Directions for this task: Copy the data from its start through the line holding "x=502 y=716", inclusive, and swap "straw hat" for "bowler hat" while leaving everything else unchanged.

Data lines:
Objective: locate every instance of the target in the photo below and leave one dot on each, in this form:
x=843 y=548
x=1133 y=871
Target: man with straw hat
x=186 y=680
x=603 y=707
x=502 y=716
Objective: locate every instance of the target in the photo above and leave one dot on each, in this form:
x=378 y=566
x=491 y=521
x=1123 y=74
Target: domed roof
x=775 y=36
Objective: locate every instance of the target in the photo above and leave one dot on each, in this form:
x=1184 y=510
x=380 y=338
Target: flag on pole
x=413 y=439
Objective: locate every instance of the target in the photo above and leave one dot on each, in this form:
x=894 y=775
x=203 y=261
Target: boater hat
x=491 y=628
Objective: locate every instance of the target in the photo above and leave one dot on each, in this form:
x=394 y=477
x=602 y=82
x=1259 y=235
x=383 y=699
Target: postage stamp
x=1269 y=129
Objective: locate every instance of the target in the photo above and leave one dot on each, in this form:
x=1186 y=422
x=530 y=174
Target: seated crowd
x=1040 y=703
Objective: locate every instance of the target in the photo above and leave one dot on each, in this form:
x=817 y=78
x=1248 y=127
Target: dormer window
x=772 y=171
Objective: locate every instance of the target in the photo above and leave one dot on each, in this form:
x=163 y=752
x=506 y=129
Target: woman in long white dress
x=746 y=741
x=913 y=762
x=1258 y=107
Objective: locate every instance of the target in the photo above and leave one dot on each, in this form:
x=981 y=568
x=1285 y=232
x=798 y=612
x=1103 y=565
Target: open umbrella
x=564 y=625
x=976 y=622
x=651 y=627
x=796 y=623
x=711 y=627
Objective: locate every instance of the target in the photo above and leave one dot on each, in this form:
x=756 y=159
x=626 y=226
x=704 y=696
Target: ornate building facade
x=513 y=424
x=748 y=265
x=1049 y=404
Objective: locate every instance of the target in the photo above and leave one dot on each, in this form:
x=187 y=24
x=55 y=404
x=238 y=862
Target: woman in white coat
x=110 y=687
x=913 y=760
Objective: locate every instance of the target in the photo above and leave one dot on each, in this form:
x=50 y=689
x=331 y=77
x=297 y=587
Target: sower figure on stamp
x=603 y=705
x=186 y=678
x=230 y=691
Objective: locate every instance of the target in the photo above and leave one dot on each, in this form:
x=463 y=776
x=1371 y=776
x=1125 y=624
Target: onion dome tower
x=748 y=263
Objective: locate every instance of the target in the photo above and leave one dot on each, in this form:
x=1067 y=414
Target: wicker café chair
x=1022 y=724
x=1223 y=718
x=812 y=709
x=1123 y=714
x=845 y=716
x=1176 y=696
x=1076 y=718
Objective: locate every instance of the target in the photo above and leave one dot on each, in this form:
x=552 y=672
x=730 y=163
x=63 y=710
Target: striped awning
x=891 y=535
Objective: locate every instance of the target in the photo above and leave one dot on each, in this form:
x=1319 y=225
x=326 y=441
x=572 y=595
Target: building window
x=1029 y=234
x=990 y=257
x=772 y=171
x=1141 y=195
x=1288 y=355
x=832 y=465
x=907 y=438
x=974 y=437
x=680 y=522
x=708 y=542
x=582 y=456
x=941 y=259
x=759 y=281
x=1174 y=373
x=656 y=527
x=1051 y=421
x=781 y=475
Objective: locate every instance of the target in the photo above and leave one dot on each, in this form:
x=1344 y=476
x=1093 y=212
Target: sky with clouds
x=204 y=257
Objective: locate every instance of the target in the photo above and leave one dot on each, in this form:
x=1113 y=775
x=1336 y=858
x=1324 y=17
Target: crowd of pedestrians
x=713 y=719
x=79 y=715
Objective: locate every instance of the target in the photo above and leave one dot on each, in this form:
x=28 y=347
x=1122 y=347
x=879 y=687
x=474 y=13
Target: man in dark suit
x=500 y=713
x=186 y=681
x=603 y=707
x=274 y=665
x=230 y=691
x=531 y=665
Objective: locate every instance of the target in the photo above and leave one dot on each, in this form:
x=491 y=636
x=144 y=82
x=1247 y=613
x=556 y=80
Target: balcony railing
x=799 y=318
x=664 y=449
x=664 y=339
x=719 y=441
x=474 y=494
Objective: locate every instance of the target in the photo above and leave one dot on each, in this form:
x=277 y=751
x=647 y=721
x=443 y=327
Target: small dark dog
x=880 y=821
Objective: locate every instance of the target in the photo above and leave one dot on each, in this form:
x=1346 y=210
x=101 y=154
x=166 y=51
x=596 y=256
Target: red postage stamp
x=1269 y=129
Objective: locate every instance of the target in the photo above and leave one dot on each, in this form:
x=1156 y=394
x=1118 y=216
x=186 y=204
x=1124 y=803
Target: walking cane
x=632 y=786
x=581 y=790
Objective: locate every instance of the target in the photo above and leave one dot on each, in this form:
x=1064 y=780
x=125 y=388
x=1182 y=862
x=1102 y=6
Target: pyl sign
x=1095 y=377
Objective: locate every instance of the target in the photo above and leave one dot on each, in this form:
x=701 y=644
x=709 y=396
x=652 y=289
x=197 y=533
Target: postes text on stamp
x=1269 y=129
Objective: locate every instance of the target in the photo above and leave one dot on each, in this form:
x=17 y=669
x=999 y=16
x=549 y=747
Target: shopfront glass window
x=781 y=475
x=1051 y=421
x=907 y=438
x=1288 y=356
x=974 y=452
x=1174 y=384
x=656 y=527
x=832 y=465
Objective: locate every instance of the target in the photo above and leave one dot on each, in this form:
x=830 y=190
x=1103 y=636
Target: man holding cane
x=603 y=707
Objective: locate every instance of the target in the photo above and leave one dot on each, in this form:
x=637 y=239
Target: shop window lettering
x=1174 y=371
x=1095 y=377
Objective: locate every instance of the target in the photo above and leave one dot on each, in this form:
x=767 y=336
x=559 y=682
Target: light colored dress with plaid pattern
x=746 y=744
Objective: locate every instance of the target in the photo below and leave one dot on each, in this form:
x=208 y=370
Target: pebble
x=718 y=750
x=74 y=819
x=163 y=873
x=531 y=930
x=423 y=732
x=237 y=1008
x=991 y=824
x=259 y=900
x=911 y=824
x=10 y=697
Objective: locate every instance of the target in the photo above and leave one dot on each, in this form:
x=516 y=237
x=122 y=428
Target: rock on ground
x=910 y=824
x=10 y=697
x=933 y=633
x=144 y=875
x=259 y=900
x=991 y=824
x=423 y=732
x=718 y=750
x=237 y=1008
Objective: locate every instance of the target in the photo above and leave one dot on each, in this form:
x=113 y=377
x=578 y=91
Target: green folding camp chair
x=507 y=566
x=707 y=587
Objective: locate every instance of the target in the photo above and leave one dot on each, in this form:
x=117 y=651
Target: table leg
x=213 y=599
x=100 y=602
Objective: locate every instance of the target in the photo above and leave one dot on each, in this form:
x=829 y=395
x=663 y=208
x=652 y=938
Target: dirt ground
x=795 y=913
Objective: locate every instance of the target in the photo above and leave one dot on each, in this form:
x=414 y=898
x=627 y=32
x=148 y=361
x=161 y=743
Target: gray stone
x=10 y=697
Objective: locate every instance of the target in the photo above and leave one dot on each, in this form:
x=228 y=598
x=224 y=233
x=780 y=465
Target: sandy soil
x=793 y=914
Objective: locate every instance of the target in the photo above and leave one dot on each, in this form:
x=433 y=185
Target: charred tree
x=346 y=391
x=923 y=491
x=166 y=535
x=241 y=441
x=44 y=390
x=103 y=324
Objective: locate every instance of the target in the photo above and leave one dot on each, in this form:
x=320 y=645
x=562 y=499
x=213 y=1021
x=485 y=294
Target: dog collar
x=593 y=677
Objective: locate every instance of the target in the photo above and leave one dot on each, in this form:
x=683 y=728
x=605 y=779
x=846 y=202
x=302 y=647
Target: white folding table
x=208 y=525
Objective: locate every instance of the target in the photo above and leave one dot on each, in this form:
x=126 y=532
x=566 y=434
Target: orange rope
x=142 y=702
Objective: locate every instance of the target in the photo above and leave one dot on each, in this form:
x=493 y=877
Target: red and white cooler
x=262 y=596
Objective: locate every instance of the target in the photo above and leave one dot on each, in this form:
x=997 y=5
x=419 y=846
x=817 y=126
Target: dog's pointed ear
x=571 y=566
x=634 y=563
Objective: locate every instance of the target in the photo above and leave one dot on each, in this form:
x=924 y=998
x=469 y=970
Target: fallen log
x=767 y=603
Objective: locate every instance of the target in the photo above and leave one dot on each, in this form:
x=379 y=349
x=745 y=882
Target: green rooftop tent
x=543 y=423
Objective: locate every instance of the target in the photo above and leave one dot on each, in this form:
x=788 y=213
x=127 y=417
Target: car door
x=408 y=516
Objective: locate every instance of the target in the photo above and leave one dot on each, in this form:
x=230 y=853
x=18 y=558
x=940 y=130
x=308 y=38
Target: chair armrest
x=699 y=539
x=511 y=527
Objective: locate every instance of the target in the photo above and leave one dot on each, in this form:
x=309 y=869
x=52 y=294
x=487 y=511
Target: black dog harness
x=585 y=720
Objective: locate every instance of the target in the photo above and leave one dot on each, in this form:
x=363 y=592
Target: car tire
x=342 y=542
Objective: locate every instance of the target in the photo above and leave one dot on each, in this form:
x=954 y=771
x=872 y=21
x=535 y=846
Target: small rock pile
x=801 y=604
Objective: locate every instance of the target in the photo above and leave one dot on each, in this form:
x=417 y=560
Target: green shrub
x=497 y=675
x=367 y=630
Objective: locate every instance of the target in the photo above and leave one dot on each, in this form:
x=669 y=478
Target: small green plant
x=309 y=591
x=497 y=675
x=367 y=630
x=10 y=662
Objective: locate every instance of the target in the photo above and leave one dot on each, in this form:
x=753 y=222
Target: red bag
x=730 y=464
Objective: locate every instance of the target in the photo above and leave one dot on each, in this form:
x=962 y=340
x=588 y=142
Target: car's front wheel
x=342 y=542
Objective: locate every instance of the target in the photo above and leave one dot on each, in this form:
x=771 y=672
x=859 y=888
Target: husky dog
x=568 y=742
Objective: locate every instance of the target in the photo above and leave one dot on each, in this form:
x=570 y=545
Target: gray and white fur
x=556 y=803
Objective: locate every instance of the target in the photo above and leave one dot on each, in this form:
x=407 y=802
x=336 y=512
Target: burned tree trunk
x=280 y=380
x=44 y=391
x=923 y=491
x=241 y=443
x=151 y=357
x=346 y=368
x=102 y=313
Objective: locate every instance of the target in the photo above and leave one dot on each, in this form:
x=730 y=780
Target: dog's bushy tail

The reply:
Objective: locate every instance of the target in the photo below and leave one dot on each, in this form:
x=843 y=548
x=1133 y=871
Target: man with bowler hat
x=186 y=680
x=603 y=707
x=502 y=716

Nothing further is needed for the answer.